## Directions for this task
So that nothing is lost, write out all the lines below exactly.

Point localization data
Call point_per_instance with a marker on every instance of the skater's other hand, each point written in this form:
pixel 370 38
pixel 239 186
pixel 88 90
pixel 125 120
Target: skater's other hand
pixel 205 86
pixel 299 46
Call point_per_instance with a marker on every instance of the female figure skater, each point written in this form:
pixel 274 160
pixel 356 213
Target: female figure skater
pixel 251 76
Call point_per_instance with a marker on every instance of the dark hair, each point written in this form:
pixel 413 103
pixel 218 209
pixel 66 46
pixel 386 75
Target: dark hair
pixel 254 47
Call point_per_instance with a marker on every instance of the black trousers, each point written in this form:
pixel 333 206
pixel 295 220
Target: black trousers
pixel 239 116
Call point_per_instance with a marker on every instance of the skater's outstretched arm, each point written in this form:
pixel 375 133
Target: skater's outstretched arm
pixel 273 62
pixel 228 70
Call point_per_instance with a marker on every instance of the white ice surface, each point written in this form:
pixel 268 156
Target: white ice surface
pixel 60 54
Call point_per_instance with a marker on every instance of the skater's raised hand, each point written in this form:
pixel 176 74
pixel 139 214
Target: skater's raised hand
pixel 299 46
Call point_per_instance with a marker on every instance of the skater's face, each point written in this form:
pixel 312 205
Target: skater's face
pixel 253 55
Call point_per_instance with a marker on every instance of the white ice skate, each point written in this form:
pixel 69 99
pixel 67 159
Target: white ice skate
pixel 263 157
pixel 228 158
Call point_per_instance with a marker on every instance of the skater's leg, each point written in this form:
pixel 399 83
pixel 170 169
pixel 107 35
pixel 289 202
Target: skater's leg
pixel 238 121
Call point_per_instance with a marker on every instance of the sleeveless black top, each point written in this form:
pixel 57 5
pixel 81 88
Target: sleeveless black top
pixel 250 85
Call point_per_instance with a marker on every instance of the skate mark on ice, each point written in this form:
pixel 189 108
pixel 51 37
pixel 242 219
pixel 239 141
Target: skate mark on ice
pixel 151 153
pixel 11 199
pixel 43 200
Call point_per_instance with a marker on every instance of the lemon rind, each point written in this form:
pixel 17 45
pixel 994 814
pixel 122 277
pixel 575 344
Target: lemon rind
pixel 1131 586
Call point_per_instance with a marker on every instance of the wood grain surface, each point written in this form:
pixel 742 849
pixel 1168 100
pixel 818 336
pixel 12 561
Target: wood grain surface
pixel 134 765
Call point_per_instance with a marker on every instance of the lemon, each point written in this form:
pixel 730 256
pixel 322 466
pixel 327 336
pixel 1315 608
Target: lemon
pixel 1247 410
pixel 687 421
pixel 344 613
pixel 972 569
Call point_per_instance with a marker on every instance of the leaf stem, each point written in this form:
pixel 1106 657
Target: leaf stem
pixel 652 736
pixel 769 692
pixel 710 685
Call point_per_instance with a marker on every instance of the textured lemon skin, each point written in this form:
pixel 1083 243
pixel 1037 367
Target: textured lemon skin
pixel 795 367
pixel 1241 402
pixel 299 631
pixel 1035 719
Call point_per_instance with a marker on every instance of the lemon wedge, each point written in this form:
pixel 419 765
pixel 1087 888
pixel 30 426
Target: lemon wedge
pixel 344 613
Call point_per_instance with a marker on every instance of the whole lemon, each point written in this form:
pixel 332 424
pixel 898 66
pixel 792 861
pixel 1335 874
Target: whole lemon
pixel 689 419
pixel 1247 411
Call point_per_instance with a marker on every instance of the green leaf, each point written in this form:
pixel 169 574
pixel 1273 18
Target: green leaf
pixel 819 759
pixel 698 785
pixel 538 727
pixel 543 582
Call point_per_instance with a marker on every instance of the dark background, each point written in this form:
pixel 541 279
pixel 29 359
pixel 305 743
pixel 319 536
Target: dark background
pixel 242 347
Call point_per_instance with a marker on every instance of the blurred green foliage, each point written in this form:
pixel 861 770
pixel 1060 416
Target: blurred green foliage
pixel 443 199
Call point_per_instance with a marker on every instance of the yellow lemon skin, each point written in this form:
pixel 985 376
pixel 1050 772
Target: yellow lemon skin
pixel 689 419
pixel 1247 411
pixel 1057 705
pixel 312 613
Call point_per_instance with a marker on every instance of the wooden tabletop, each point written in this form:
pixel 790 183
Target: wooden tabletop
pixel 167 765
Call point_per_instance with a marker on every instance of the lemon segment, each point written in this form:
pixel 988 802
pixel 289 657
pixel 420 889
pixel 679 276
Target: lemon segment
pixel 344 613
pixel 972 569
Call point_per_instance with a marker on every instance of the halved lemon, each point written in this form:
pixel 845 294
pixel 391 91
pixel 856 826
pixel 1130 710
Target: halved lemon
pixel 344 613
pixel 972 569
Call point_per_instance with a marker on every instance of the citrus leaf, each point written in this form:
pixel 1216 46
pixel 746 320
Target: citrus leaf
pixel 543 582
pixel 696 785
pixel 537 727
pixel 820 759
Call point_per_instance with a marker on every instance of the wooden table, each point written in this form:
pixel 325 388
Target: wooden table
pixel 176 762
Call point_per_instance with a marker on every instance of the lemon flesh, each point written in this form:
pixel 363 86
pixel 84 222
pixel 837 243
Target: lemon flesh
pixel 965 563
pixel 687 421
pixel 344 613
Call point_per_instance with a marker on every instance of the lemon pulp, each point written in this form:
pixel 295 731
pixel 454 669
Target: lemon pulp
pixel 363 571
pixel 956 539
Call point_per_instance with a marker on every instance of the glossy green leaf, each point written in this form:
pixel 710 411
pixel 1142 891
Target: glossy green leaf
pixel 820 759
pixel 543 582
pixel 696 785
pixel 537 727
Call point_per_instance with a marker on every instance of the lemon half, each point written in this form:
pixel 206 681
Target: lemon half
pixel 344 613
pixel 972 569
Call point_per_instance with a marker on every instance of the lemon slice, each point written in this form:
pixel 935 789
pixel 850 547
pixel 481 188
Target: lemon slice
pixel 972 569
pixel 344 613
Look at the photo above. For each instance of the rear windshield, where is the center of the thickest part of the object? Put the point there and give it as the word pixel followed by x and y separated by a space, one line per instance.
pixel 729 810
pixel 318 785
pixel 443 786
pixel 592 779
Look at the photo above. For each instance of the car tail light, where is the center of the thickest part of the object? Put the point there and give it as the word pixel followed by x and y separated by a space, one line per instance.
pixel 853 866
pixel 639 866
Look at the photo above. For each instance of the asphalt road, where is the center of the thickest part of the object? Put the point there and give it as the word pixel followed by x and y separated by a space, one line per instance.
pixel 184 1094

## Exercise response
Call point_per_instance with a marker on every instance of the skater's other hand, each point written in this form:
pixel 370 38
pixel 239 186
pixel 88 90
pixel 125 120
Target: skater's other hand
pixel 205 86
pixel 299 46
Call point_per_instance with a marker on every instance of the female figure skater, each point written in this form:
pixel 274 160
pixel 356 213
Target: female figure skater
pixel 251 76
Call point_per_instance with a marker on every instance of the dark hair, each point written in this form:
pixel 413 103
pixel 218 209
pixel 66 46
pixel 386 75
Target: dark hair
pixel 254 47
Call point_per_instance with a marker on every instance of the black trousers, each point written in this form:
pixel 333 206
pixel 295 220
Target: black trousers
pixel 239 116
Call point_per_instance with a marker on every instance of the skater's outstretched arm, each point written in this form:
pixel 375 133
Target: skater's outstretched arm
pixel 273 62
pixel 228 70
Call point_per_instance with a marker on every instance of the white ice surface, each point written in this form:
pixel 268 156
Target: white ice surface
pixel 60 54
Call point_per_instance with a marker on every instance of the skater's raised hand, each point written in this form:
pixel 176 74
pixel 139 214
Target: skater's raised hand
pixel 299 46
Call point_per_instance with a marker on every instance of the skater's face, each point written in this form:
pixel 312 205
Target: skater's face
pixel 253 55
Call point_per_instance with a marker on every instance of the white ice skate, each point written in this form:
pixel 69 99
pixel 67 159
Target: white ice skate
pixel 263 157
pixel 228 158
Call point_per_instance with a marker on every instance of the skater's leg, each point written in this form:
pixel 399 83
pixel 170 169
pixel 107 35
pixel 289 202
Target: skater's leg
pixel 238 121
Call point_per_instance with a marker on every instance of the sleeveless black top, each point written in this form:
pixel 57 5
pixel 81 88
Target: sleeveless black top
pixel 250 85
Call point_per_instance with a marker on every instance of the skate mark on ice, each point written in this form:
pixel 189 108
pixel 51 37
pixel 242 219
pixel 239 141
Target: skate mark on ice
pixel 151 153
pixel 11 199
pixel 43 200
Call point_per_instance with a marker on every instance of the lemon rind, each point written in this form:
pixel 17 45
pixel 994 814
pixel 122 277
pixel 575 344
Target: lemon rind
pixel 1131 586
Call point_per_instance with a marker on every instance of the wood grain surface, each point written in this form:
pixel 742 849
pixel 1168 100
pixel 818 336
pixel 12 561
Target: wood grain surface
pixel 134 765
Call point_per_instance with a marker on every instance of the lemon, each point written in this form:
pixel 730 256
pixel 322 466
pixel 327 336
pixel 1315 608
Target: lemon
pixel 1247 410
pixel 687 421
pixel 344 613
pixel 972 569
Call point_per_instance with a marker on every instance of the leaf stem, each point written in this form:
pixel 1106 657
Target: leaf stem
pixel 652 736
pixel 769 692
pixel 710 685
Call point_per_instance with a marker on every instance of the textured lemon skin, each point written in this form:
pixel 1083 243
pixel 1037 367
Target: textured lemon skin
pixel 795 367
pixel 1241 402
pixel 299 631
pixel 1035 719
Call point_per_instance with a marker on every instance of the lemon wedge, each point written in this form:
pixel 419 765
pixel 1087 888
pixel 30 426
Target: lemon wedge
pixel 344 613
Call point_per_instance with a marker on every instance of the whole lemon, each point written in this form:
pixel 332 424
pixel 898 66
pixel 792 861
pixel 1335 874
Target: whole lemon
pixel 689 419
pixel 1247 411
Call point_per_instance with a marker on every instance of the green leaf, each point written in this form:
pixel 169 574
pixel 1273 18
Target: green leaf
pixel 819 759
pixel 698 785
pixel 538 727
pixel 543 582
Call point_per_instance with a marker on every instance of the dark background, each point written in this form:
pixel 541 279
pixel 29 359
pixel 305 743
pixel 319 536
Target: dark background
pixel 242 347
Call point_per_instance with a marker on every instance of the blurred green foliage, each point written in this form:
pixel 861 770
pixel 1060 416
Target: blurred green foliage
pixel 443 199
Call point_per_instance with a marker on every instance of the yellow lemon skin, each point written in this form:
pixel 985 376
pixel 1050 772
Target: yellow lemon skin
pixel 689 419
pixel 1247 411
pixel 1057 705
pixel 312 613
Call point_per_instance with a marker on every instance of the wooden tabletop, each point written in this form:
pixel 790 183
Target: wooden tabletop
pixel 167 765
Call point_per_instance with a marker on every instance of the lemon segment, each point written in this form:
pixel 988 802
pixel 289 657
pixel 420 889
pixel 679 276
Target: lemon segment
pixel 344 613
pixel 972 569
Call point_per_instance with a marker on every instance of the halved lemon, each point written in this form:
pixel 845 294
pixel 391 91
pixel 856 826
pixel 1130 710
Target: halved lemon
pixel 344 613
pixel 972 569
Call point_per_instance with a marker on every instance of the citrus leaf, each point written in this form:
pixel 1216 46
pixel 746 320
Target: citrus leaf
pixel 543 582
pixel 696 785
pixel 537 727
pixel 820 759
Call point_per_instance with a marker on every instance of the wooden table, each point written in this form:
pixel 325 388
Target: wooden table
pixel 176 762
Call point_per_instance with a marker on every instance of the lemon flesh, each point written in this form:
pixel 363 86
pixel 84 222
pixel 837 243
Target: lemon flesh
pixel 965 563
pixel 687 421
pixel 344 613
Call point_per_instance with a marker on every instance of the lemon pulp, each point written in this form:
pixel 295 731
pixel 454 669
Target: lemon pulp
pixel 363 571
pixel 956 539
Call point_per_instance with a marker on every instance of the glossy green leaf, each point written in this form:
pixel 710 411
pixel 1142 891
Target: glossy green leaf
pixel 820 759
pixel 543 582
pixel 696 785
pixel 537 727
Call point_per_instance with a marker on every instance of the lemon half, each point written in this form:
pixel 206 681
Target: lemon half
pixel 344 613
pixel 972 569
Call point_per_instance with a marker on every instance of the lemon slice, each point written in this form:
pixel 935 789
pixel 850 547
pixel 481 188
Target: lemon slice
pixel 972 569
pixel 344 613
Look at the photo above. For each instance of the rear windshield, where is the center of the thickest part of the object? Put the point there and give it as the word pixel followed by x and y separated by a space, one line per instance.
pixel 729 810
pixel 318 785
pixel 443 786
pixel 592 779
Look at the photo above. For each instance of the car tail light, where is the center of the thickest part of the object? Put the point there and give it as the word pixel followed by x and y separated by a space, one line per instance.
pixel 853 866
pixel 639 866
Look at the photo above. For each instance of the asphalt road, where is the center of the thickest part of the object? Put the point there and give it as the word pixel followed by x and y separated by a space, one line per instance.
pixel 184 1094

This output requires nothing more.